• [REQUIRED WORK] The answer must be a single number, namely how many lines in the entries below contain the string "each".

*** Opening of EXTRACTED DATA ***

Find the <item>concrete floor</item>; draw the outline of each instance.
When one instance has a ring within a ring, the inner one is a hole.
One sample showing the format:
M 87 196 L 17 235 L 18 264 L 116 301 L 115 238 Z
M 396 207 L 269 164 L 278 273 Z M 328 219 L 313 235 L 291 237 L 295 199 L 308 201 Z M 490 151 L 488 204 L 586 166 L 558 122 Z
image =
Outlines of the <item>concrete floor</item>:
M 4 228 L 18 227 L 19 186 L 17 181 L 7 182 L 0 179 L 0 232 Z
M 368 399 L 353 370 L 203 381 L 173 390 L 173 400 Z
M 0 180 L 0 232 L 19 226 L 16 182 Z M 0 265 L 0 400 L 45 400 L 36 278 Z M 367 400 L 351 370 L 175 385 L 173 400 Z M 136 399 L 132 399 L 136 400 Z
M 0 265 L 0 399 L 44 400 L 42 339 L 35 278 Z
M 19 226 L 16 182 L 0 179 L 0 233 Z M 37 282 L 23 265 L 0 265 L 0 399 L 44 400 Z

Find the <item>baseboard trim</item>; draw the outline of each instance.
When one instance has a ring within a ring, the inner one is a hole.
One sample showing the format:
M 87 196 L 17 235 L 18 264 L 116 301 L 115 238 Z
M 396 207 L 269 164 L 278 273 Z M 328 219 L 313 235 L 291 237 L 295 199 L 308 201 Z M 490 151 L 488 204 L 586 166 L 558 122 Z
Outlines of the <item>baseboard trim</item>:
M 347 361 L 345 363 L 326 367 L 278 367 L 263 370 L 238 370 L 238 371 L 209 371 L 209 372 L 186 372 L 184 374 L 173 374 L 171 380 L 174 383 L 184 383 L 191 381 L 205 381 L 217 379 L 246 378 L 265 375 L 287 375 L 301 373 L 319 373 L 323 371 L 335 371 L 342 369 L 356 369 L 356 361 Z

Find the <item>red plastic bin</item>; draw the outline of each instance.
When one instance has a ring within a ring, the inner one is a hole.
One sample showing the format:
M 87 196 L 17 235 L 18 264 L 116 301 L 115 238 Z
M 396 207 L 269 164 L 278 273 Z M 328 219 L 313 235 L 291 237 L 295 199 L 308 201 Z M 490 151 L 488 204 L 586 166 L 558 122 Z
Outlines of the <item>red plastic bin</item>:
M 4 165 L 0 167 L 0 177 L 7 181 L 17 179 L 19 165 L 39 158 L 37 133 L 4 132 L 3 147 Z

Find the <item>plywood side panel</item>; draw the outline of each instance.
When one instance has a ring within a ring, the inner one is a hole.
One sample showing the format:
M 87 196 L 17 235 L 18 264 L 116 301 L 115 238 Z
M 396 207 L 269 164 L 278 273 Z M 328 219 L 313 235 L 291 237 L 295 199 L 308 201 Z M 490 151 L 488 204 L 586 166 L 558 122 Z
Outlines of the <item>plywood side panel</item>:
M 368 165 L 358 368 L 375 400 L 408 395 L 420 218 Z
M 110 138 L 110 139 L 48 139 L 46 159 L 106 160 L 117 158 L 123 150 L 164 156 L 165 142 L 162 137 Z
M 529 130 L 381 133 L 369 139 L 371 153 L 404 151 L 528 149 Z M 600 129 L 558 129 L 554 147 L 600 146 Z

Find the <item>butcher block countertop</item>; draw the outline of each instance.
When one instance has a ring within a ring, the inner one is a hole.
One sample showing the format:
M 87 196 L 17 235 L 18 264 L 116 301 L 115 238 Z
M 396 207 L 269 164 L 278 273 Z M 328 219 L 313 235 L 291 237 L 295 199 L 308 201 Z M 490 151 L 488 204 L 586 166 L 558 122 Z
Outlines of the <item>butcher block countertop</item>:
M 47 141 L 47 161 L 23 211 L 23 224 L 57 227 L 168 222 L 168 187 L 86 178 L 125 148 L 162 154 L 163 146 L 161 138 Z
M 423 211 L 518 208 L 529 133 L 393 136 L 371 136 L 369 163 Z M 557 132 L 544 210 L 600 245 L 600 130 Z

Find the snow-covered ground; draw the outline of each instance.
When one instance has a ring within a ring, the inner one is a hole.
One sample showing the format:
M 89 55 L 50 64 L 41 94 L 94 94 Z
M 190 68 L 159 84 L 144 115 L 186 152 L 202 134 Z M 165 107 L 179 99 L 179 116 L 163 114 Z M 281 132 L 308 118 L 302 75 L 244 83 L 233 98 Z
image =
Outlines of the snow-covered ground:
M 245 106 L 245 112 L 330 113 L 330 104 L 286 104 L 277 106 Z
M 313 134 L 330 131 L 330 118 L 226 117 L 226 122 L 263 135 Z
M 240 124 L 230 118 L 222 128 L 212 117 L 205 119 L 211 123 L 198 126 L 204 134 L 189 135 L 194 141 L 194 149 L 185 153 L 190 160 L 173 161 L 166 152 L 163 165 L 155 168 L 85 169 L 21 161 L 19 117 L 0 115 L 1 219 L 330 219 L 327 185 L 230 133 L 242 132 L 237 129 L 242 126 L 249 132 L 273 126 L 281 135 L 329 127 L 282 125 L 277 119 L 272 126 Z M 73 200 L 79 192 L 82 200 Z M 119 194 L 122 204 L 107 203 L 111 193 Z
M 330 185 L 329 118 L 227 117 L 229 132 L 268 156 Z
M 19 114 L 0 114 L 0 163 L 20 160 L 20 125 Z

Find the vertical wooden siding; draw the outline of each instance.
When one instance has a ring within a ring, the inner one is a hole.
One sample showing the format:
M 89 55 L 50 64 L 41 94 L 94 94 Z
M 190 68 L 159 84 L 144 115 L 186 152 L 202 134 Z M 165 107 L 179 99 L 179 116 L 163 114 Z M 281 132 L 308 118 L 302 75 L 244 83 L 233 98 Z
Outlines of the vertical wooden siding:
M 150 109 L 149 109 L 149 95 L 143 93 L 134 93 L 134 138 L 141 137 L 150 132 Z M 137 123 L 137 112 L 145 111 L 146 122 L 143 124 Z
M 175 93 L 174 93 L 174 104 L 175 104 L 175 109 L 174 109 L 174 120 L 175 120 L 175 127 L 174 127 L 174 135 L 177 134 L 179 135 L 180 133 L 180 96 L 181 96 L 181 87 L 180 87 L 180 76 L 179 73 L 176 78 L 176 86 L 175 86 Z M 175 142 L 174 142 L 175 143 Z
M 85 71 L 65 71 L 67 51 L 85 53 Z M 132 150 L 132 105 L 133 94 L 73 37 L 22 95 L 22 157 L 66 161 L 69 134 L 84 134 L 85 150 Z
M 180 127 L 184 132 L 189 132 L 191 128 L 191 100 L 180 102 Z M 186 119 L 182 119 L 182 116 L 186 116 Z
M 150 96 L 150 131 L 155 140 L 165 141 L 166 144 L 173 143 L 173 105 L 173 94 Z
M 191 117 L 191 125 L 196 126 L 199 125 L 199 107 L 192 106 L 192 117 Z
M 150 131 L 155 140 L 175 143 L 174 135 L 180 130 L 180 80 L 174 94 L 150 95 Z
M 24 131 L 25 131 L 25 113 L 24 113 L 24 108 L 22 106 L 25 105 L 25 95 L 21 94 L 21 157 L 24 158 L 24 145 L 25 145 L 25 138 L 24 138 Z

*** Close of EXTRACTED DATA ***

• [COMPLETED EXERCISE] 7